Phrase grounding data:
++++++
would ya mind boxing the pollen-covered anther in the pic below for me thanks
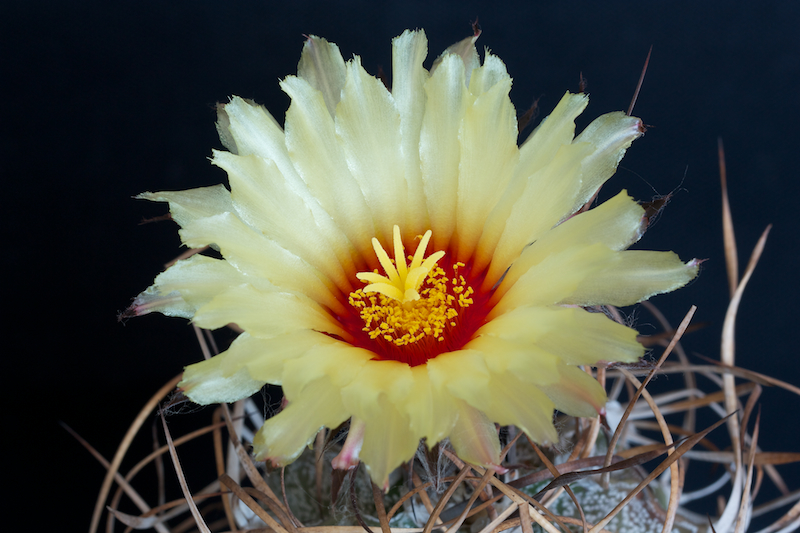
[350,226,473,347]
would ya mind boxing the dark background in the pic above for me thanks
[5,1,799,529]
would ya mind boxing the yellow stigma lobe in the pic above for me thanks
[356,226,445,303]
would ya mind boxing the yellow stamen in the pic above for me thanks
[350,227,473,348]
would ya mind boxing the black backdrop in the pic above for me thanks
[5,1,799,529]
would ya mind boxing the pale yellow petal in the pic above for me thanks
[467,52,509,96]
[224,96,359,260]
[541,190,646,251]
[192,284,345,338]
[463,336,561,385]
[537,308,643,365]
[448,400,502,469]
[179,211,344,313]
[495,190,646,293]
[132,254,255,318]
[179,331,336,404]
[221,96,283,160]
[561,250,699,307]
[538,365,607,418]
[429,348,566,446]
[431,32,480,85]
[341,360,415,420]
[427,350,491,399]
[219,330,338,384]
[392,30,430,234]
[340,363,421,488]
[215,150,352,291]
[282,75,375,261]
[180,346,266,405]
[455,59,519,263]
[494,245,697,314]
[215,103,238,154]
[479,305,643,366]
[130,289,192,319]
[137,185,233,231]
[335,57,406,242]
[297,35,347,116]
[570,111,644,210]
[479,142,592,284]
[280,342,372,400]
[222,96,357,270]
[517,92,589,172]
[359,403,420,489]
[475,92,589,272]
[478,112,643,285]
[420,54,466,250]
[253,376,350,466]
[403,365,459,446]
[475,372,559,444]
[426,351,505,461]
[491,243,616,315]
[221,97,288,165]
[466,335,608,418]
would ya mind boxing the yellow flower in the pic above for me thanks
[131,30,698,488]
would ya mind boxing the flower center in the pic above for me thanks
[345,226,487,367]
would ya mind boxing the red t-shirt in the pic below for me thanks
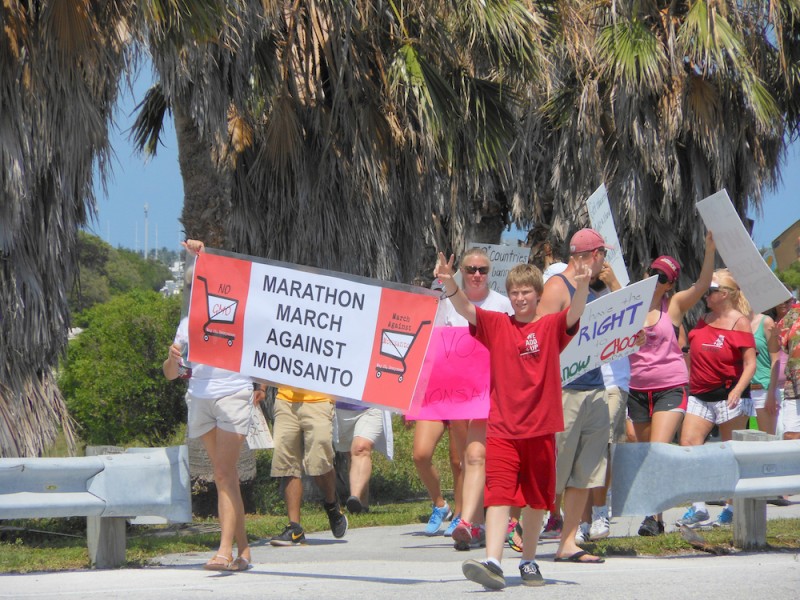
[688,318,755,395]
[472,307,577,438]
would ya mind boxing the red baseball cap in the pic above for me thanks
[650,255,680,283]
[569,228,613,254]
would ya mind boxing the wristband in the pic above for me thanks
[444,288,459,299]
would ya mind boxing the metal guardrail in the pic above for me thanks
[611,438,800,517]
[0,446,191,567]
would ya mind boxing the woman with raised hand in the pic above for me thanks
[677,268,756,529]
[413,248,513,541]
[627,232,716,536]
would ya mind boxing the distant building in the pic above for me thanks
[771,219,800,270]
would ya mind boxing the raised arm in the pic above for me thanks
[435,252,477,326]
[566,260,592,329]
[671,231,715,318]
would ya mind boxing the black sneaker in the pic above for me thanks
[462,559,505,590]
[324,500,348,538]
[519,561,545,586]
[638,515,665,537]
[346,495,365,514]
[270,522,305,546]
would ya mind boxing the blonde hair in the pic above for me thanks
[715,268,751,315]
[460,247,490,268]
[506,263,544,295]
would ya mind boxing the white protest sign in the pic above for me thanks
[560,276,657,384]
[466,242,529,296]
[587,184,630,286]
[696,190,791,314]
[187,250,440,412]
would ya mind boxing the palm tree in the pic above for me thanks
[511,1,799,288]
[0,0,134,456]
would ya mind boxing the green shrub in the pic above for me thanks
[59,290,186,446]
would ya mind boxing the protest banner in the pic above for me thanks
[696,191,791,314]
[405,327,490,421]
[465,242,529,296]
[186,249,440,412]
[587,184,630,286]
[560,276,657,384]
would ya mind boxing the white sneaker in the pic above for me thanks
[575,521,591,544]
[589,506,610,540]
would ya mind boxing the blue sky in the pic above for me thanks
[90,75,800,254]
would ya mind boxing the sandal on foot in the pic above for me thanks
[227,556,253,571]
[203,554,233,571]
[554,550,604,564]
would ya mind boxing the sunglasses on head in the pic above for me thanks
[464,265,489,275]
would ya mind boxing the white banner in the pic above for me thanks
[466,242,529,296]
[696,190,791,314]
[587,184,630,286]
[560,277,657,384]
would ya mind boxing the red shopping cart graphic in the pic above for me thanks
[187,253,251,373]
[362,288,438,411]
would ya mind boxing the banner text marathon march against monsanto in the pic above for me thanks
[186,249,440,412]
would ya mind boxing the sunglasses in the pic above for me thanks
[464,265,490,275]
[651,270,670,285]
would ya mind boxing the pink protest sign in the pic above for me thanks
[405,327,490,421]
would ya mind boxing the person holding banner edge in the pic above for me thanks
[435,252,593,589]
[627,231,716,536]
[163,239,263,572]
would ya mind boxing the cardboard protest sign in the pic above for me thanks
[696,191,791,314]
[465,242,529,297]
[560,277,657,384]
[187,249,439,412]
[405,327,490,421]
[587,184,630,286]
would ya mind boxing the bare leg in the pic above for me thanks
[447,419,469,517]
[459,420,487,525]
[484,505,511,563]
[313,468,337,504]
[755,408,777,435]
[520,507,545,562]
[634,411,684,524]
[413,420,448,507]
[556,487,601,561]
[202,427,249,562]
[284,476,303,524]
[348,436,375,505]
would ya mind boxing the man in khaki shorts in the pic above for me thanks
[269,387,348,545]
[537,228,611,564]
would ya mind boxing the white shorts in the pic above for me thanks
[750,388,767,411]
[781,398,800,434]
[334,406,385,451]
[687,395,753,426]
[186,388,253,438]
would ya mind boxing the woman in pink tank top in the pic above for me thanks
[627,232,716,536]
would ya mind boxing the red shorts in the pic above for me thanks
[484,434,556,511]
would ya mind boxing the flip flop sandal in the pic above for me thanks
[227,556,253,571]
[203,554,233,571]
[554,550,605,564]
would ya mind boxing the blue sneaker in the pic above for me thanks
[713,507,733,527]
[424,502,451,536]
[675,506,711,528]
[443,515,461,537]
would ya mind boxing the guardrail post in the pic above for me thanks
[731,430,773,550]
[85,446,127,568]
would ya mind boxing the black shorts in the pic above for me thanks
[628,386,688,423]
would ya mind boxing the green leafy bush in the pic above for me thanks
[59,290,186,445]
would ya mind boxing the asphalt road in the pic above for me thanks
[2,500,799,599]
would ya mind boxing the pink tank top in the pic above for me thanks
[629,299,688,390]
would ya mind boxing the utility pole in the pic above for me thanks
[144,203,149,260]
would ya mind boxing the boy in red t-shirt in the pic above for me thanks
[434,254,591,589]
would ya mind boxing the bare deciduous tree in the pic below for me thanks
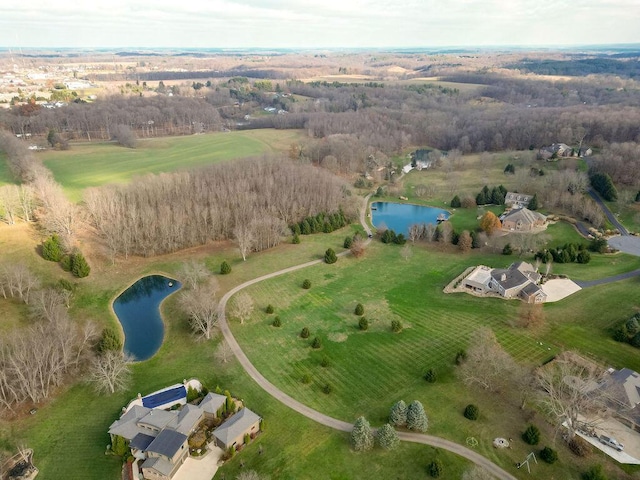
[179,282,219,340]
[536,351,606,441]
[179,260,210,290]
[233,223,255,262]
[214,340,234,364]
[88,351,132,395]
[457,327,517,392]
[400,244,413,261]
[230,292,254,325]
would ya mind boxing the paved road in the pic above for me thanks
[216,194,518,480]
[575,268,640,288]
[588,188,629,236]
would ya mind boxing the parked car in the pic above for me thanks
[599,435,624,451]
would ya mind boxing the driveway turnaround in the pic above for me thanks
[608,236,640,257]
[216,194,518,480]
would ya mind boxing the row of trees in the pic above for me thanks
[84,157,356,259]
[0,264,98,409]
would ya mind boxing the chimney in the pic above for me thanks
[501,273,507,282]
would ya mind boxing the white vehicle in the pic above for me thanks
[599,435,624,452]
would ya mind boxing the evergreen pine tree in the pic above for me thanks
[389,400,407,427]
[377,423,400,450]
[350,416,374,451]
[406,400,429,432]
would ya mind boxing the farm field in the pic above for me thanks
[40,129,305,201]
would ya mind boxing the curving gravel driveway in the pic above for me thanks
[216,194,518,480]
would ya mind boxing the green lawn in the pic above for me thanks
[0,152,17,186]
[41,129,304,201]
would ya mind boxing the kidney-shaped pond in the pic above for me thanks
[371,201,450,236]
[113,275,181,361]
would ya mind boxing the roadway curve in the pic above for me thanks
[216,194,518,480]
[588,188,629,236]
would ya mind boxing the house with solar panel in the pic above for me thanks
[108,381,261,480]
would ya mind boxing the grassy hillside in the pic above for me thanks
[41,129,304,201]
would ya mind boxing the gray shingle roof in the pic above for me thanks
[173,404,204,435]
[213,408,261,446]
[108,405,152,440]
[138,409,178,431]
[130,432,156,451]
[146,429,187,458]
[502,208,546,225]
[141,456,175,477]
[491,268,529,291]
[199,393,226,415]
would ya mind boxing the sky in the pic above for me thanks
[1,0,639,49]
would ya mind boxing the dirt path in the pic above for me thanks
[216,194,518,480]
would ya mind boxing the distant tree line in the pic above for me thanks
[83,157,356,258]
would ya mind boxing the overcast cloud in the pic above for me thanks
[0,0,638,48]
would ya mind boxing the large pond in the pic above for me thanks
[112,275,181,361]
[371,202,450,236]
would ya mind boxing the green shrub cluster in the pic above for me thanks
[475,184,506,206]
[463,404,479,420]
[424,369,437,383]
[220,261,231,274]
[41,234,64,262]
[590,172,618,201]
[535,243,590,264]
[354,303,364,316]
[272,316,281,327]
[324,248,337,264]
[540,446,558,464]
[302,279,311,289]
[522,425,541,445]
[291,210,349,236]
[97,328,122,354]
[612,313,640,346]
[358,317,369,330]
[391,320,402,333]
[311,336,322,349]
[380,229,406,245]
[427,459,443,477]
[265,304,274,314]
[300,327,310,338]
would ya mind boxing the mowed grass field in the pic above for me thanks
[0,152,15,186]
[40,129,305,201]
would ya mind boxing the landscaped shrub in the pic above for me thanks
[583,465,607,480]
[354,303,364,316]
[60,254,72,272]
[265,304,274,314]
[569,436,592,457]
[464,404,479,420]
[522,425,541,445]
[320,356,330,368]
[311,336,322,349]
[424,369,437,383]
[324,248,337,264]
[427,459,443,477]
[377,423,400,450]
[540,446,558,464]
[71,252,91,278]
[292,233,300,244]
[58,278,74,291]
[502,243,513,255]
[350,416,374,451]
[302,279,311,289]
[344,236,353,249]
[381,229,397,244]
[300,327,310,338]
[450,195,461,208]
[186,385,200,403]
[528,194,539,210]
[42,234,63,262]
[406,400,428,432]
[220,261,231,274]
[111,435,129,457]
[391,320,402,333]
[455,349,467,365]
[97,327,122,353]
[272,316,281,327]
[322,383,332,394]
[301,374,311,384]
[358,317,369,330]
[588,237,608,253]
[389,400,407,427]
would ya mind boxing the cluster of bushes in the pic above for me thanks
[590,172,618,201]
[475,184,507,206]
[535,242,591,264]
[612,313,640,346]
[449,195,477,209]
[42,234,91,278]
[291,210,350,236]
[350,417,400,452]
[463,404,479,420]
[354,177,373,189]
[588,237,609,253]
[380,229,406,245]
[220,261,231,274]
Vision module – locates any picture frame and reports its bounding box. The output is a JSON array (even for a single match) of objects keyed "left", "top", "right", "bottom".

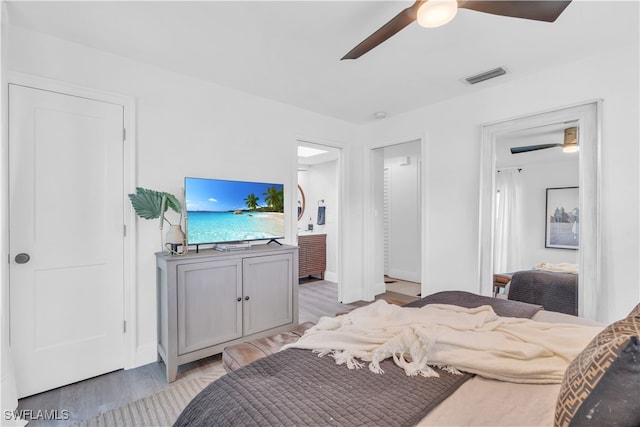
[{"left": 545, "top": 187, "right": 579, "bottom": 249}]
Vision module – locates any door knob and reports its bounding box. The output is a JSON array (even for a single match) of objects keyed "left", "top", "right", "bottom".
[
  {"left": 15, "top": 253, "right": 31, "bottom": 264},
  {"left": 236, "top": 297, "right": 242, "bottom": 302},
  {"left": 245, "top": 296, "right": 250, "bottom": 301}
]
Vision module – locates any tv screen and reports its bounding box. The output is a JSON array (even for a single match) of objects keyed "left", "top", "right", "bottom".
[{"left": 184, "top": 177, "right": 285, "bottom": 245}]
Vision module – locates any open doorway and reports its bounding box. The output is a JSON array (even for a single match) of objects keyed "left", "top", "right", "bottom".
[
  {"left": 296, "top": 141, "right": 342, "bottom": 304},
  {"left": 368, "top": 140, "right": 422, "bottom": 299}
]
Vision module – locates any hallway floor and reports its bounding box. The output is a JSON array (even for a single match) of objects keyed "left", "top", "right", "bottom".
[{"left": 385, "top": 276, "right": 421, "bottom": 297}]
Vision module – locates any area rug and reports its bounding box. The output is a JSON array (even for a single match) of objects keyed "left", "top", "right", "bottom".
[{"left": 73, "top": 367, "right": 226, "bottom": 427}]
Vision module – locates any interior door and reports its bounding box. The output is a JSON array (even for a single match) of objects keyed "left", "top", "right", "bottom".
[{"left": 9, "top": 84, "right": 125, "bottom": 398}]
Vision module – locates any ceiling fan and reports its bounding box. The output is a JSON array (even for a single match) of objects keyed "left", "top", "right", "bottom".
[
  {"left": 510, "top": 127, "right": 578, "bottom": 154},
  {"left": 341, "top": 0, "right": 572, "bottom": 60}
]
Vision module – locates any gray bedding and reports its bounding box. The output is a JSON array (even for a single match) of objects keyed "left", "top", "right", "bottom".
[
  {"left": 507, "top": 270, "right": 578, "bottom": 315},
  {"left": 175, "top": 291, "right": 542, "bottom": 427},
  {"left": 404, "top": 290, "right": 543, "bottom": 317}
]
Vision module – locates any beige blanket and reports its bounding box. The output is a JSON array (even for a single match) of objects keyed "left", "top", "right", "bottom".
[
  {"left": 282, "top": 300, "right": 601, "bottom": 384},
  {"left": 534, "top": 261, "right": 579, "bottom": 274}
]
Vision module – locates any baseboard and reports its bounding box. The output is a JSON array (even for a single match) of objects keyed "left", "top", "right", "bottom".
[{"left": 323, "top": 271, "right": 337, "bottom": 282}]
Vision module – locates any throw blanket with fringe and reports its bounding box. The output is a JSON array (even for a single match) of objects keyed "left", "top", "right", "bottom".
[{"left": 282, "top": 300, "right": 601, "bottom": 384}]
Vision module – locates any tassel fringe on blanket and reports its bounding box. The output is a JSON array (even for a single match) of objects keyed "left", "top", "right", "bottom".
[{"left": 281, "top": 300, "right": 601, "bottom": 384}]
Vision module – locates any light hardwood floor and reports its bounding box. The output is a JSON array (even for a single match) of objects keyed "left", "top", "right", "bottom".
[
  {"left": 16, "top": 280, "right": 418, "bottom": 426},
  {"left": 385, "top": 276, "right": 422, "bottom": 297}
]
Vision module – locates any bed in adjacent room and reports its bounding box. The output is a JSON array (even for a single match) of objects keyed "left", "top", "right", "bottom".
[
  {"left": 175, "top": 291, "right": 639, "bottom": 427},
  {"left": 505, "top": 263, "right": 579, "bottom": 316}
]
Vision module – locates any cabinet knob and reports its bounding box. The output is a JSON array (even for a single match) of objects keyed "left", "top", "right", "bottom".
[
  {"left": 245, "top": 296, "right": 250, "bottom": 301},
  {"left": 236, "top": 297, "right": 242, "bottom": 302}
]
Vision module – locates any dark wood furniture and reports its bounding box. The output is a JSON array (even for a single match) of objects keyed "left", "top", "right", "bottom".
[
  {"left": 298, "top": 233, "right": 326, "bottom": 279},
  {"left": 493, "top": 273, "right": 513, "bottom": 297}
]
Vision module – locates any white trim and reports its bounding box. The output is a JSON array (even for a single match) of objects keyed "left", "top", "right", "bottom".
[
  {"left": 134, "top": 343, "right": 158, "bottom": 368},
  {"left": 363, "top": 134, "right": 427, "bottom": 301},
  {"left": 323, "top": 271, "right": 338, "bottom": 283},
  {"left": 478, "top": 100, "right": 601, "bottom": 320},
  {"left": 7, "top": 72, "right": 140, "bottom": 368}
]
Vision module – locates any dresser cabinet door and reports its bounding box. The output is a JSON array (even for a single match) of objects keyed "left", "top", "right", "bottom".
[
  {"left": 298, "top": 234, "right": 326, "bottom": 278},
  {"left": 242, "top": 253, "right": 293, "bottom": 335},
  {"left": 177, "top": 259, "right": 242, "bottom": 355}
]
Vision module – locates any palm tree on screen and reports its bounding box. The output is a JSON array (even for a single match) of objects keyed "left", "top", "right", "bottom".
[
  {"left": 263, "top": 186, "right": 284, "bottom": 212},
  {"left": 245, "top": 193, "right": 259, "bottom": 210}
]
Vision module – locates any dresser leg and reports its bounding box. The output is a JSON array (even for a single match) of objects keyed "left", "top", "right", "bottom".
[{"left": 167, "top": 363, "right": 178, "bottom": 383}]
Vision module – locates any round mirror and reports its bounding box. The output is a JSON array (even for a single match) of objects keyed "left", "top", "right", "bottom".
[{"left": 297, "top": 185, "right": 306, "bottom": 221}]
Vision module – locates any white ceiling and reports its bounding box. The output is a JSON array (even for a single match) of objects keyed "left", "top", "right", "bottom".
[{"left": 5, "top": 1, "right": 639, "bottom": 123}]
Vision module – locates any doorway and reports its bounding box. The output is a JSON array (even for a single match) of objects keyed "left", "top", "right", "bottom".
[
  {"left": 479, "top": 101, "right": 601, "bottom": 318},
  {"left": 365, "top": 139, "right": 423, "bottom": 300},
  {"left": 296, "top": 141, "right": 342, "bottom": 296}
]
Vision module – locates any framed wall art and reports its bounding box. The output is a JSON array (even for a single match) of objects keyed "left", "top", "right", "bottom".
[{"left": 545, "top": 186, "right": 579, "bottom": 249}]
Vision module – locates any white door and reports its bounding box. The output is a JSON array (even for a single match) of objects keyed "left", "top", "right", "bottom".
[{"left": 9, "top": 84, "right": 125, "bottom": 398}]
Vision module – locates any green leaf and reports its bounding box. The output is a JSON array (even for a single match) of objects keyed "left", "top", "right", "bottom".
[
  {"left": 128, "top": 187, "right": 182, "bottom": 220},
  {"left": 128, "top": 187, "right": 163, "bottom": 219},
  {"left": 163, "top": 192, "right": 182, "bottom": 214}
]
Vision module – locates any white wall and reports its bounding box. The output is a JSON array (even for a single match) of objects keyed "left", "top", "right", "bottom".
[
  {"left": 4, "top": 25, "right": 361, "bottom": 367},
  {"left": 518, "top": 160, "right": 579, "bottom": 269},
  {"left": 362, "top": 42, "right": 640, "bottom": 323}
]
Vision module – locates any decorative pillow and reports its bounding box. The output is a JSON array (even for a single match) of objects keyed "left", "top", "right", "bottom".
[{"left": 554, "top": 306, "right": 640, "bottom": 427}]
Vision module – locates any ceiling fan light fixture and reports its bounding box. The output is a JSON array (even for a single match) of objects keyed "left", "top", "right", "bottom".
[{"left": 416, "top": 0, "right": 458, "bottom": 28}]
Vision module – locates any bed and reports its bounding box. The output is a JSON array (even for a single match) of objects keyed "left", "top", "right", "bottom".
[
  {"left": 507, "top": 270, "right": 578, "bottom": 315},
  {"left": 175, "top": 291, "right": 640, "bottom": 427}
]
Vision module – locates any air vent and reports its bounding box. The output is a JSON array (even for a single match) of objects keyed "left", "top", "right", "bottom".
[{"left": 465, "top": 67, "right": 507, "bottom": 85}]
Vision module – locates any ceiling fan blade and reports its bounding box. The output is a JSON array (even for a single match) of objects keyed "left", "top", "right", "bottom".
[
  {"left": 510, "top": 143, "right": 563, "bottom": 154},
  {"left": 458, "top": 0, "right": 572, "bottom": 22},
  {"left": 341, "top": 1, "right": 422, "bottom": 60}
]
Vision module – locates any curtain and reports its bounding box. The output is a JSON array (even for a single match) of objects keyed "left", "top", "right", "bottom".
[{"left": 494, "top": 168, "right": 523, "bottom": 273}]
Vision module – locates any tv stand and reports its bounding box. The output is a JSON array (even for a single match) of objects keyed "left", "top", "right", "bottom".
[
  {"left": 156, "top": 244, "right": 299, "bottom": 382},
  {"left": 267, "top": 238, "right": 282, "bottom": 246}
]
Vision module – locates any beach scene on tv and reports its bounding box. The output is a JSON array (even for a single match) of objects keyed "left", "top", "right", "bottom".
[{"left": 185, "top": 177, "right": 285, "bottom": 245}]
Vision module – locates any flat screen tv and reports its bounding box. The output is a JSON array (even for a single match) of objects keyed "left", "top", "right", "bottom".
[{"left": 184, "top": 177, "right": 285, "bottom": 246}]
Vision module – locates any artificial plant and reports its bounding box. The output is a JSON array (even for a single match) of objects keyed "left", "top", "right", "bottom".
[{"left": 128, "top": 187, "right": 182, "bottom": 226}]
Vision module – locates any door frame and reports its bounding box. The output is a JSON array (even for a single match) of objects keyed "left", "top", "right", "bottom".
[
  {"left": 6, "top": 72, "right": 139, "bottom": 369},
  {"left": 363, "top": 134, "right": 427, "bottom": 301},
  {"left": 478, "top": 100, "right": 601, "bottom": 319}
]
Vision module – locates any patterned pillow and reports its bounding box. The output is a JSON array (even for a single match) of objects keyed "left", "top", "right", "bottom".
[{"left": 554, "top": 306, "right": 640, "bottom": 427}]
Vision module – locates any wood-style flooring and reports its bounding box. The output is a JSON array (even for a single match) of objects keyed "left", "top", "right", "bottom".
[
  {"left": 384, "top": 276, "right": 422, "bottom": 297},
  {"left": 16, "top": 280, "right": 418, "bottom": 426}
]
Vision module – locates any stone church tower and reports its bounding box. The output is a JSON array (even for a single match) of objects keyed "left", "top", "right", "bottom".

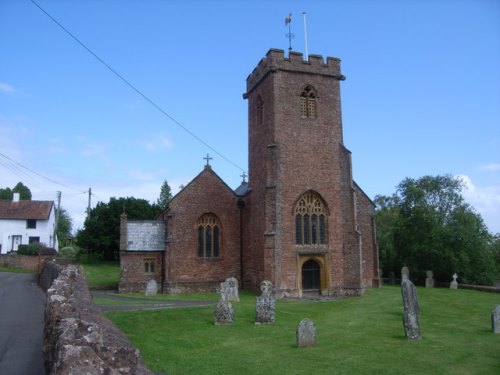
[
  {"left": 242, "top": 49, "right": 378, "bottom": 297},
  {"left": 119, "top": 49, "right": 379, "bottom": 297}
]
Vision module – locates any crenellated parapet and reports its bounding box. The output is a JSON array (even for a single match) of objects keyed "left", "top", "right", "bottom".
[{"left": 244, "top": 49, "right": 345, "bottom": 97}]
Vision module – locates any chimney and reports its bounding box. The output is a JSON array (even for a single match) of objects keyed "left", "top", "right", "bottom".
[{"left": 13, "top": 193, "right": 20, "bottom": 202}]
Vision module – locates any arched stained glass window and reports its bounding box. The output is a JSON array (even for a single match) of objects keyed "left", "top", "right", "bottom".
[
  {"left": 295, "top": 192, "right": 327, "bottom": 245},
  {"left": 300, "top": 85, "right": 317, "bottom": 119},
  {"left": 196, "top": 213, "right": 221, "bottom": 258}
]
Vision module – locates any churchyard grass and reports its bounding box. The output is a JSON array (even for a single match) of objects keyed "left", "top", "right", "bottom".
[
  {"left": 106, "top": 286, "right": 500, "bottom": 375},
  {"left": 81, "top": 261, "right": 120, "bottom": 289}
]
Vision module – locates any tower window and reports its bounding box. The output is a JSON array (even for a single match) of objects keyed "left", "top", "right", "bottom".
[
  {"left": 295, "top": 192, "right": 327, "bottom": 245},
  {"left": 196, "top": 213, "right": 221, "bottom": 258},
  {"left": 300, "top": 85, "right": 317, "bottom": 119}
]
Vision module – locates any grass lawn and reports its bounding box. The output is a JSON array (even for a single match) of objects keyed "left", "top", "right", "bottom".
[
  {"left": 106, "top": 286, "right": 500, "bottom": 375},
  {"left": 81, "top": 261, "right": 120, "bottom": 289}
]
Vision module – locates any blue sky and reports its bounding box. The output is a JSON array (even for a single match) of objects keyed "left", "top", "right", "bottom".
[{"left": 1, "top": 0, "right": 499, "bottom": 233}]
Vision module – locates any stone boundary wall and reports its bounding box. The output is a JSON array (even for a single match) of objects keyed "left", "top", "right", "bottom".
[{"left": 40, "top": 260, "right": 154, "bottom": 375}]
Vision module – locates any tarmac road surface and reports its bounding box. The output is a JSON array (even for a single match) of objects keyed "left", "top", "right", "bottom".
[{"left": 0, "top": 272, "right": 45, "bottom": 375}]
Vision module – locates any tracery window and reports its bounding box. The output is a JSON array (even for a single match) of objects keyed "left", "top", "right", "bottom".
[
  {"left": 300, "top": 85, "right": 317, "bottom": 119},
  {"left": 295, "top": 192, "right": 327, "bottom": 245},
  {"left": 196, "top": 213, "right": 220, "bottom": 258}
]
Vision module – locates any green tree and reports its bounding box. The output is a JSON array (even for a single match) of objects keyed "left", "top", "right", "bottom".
++++++
Retype exactly, and only, the lines from the line holding "Vision module – locates any tracery" through the last line of the data; both of those lines count.

Vision module – locates any tracery window and reports its bounding box. The output is a JSON array (even for a single match) of objects keyed "left", "top", "right", "bottom".
[
  {"left": 300, "top": 85, "right": 317, "bottom": 119},
  {"left": 295, "top": 192, "right": 327, "bottom": 245},
  {"left": 196, "top": 213, "right": 220, "bottom": 258}
]
Vision module – locates any green tree and reports its bounding box. The output is a JSON array (even for a single match) of objects keyed "left", "top", "right", "bottom".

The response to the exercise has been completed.